#### [Material shown]

◆ ◆ ◆

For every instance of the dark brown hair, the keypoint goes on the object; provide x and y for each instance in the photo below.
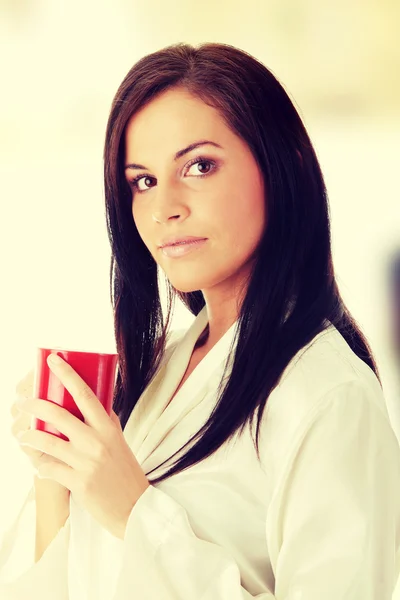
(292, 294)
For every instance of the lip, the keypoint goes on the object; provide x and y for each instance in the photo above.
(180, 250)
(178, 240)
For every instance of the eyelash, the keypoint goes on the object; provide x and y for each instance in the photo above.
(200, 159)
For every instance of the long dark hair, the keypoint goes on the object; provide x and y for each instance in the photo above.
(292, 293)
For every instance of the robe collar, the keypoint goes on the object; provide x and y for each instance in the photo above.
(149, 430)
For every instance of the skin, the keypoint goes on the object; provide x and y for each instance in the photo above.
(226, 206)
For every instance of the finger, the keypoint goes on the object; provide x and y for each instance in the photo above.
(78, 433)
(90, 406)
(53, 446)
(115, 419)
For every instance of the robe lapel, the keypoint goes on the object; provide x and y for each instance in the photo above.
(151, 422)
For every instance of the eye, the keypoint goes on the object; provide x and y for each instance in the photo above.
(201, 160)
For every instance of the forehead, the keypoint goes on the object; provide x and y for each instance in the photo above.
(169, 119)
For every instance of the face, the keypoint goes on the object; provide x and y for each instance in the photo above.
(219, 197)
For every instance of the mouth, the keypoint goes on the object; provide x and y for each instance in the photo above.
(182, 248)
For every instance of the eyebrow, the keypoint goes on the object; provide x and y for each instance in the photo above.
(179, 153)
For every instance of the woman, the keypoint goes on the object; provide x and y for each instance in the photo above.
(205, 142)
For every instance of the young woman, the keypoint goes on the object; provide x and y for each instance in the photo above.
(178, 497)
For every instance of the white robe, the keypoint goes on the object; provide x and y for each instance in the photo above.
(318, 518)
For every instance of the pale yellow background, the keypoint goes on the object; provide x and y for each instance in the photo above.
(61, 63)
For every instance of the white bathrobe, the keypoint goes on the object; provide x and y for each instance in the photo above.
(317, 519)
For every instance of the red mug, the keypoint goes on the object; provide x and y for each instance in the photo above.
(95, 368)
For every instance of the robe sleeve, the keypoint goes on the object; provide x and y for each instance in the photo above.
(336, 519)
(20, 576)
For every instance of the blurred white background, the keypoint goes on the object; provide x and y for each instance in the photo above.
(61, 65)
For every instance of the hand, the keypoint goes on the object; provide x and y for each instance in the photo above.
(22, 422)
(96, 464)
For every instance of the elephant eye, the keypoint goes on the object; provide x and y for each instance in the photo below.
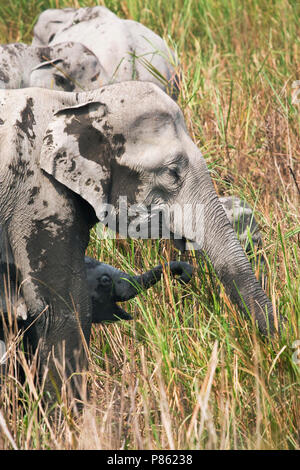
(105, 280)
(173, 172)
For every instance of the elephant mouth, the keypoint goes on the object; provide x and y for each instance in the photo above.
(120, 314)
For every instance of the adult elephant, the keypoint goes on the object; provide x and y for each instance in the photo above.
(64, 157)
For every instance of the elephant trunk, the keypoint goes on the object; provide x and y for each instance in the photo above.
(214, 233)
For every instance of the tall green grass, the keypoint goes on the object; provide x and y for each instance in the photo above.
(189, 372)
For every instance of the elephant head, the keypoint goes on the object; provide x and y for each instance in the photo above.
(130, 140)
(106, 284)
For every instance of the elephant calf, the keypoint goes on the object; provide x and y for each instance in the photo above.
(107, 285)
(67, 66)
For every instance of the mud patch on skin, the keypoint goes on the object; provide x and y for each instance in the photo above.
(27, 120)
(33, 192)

◆ ◆ ◆

#### [Written request]
Please reproduce all of the items above verbatim, leaving the pictures out of your answer.

#### [Solution below]
For every instance of the dark brown hair, the keypoint goes on the object; provide x and y for each instance in the photo below.
(292, 294)
For every instance of the lip, the keypoint goes on the object; provide x and y for each instance in the photo above.
(180, 250)
(178, 240)
For every instance of the eyelash, the keypoint goes on the object; provide x and y for each instance in the photo above.
(200, 159)
For every instance of the long dark hair, the keypoint goes on the object; provide x and y for each instance in the photo above.
(292, 293)
For every instance of the robe collar, the keypoint goes on the object; provide x and y for each instance in the photo above.
(149, 430)
For every instance of the skin, the keypoint goes on the object; provide x and y for each instance in the photo above.
(226, 206)
For every instance of the finger, the keypoint goes on the object; provide x and y for each instance in the photo above.
(78, 433)
(90, 406)
(53, 446)
(115, 419)
For every instance of the robe lapel, the keypoint goes on the object; provide x and y for each instance in the photo above.
(151, 422)
For every instance of the eye, the keypoint goes on the object; provide x and y for each instance in the photo above.
(201, 160)
For every instance of the forehead, the keypoint goes on the object; provide x and y for each instance in the photo above.
(169, 119)
For every instance of the face, the keypoint goes on the object; provide x and y for each instance in the photo above.
(219, 197)
For every instance of the mouth, the keypoint goes on the object; provide x and y for each instance in the photo above.
(182, 248)
For every instance of the eyebrow, the keypoint goes on the object; provide x and y for each instance in the photo above.
(179, 153)
For every instance of the woman, the keypoint goes on the object; provide x and y for each instance in the photo above.
(205, 142)
For every instance of the young woman, the keypoint goes on the object; provide x and y for each instance in the photo above.
(178, 497)
For every instance of the white robe, the keypoint goes on the object; provide x and y for each instance in the photo above.
(318, 518)
For every instance of the pale yellow background, the keypoint goes on the object; provide x and y for each instance in the photo above.
(61, 63)
For every instance of the white bathrobe, the keypoint goes on the object; provide x and y for each instance in the photo above.
(317, 519)
For every instance of the red mug, the keypoint goes on the object; provide x and y for each instance in the photo above.
(95, 368)
For every instance of the robe sleeve, the keypoint goes on the object; provide x and y for each instance in the photo above.
(336, 519)
(20, 576)
For every instance of the blurred white background, the keypoint goes on the object; provide x and y for each instance in the photo above.
(61, 65)
For every instance of the hand, the keypoint goes on the object; provide x and y for each instance in the photo above.
(22, 422)
(96, 464)
For every instance of the elephant eye, the keypoint goes on the object; provide x and y for each instance in the photo below.
(105, 280)
(173, 172)
For every instance of the elephant mouth, the keypoint goes on the object; provide x and y for each instance in the photo above.
(120, 314)
For every instance of the adult elephant, the keypoint goes on the object; provide x and y for each instance in the photo above.
(64, 157)
For every instance of the elephant trunk, the keypoint goes on the object; provide x and y for each instance in the photo above.
(214, 233)
For every instance of the tall green grass, the keypoint goes on the object; provide x and y for each instance in the photo above.
(189, 372)
For every instance of the elephant head, the keypoint goes on the object; provide x and y for each instance in the photo above.
(130, 140)
(106, 284)
For every instance of the elephant calf, the keypoint goes on the object; provide x and y for each instance in the photo above.
(107, 285)
(67, 66)
For every instance of the mud patch on skin, the keypoint goes on the object; provide x and y for each instance in the photo above.
(27, 120)
(33, 192)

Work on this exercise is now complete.